GOAL:
Render every line from the one containing "Drone-based agricultural survey in progress. Pinpoint grass" through the last line of the listing, both included, as a Markdown table with a "Row" column for the row number and a "Text" column for the line, leaving out any blank lines.

LISTED RECORDS:
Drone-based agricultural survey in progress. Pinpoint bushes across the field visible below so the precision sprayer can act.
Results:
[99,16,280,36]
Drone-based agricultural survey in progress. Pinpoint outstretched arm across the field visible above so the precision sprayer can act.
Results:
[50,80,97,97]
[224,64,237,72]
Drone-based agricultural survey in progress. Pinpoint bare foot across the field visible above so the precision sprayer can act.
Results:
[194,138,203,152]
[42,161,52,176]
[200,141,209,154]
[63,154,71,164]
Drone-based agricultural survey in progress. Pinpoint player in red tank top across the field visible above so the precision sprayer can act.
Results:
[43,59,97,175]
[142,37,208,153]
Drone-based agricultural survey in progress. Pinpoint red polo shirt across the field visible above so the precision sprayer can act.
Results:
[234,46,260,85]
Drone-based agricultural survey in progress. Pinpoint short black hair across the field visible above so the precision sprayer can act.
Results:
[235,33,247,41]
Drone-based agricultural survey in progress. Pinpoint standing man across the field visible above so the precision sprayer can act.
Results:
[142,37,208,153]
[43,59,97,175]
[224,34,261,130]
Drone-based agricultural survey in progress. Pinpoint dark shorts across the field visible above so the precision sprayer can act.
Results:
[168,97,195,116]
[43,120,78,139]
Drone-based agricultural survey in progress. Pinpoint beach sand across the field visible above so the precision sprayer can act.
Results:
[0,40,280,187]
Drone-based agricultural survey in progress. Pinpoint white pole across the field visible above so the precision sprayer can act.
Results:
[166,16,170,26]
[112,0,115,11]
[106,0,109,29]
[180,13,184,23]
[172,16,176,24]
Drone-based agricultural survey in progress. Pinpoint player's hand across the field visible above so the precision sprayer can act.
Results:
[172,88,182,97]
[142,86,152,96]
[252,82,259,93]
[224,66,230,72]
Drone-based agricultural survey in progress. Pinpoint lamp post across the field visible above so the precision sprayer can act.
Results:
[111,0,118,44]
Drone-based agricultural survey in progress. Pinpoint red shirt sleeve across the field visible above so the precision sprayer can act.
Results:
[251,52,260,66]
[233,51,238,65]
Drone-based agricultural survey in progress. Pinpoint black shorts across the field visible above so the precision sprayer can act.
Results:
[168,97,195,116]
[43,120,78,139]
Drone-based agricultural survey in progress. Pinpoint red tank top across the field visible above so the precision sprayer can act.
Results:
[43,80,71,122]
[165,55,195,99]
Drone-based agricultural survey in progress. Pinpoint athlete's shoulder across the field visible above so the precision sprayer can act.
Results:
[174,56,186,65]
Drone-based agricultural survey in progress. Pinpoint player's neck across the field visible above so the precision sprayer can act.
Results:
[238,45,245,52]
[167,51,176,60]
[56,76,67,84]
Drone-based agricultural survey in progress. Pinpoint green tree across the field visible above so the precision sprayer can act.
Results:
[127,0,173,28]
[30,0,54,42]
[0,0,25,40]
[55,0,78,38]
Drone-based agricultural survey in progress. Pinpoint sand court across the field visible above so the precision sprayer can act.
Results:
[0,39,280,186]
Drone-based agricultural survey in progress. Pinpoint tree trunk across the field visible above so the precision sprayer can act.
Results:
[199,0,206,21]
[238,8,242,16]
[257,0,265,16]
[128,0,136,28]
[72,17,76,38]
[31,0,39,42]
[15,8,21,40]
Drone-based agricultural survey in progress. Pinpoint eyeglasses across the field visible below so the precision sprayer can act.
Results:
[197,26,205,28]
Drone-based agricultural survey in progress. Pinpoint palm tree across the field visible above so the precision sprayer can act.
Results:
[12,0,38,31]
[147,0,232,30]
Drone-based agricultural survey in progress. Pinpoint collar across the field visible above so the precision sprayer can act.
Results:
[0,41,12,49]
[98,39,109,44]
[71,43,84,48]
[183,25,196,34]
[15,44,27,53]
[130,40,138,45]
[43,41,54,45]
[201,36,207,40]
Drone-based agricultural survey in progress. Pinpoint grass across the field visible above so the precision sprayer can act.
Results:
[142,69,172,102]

THE OUTPUT:
| Row | Text |
|---|---|
| 1 | Drone-based agricultural survey in progress. Pinpoint grass across the field visible above so the precision sprayer can act. |
| 2 | Results: |
| 3 | [142,69,172,102] |